EXERCISE GOAL: Within the records that follow, find every line containing the string "green". Copy those lines.

PROVIDED RECORDS:
------------------------------------
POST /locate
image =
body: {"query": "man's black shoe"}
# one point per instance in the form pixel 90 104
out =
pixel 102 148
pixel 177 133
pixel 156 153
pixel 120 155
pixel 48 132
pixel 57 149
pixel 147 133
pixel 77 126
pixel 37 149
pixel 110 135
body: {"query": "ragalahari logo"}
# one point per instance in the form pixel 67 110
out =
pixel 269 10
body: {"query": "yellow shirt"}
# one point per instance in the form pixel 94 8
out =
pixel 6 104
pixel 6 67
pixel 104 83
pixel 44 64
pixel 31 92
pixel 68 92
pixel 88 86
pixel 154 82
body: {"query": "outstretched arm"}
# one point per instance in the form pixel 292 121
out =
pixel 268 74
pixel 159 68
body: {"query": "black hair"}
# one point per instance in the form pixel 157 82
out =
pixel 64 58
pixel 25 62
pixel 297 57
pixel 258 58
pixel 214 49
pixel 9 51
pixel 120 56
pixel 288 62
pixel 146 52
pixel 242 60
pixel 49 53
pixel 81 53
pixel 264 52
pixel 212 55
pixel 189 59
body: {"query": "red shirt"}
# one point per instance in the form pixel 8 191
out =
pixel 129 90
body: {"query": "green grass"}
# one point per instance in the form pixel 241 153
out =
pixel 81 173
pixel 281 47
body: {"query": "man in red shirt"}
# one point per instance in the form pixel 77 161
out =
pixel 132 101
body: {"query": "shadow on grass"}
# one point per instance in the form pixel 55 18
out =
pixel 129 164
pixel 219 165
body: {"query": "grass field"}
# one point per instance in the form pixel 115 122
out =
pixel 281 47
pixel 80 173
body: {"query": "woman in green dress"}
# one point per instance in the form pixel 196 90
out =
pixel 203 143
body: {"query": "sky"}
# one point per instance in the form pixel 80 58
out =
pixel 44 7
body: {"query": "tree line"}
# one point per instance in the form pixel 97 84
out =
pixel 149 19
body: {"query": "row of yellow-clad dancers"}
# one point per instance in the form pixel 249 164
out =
------------------------------------
EXERCISE OUTPUT:
body: {"query": "green grass"}
body: {"query": "woman in green dress"}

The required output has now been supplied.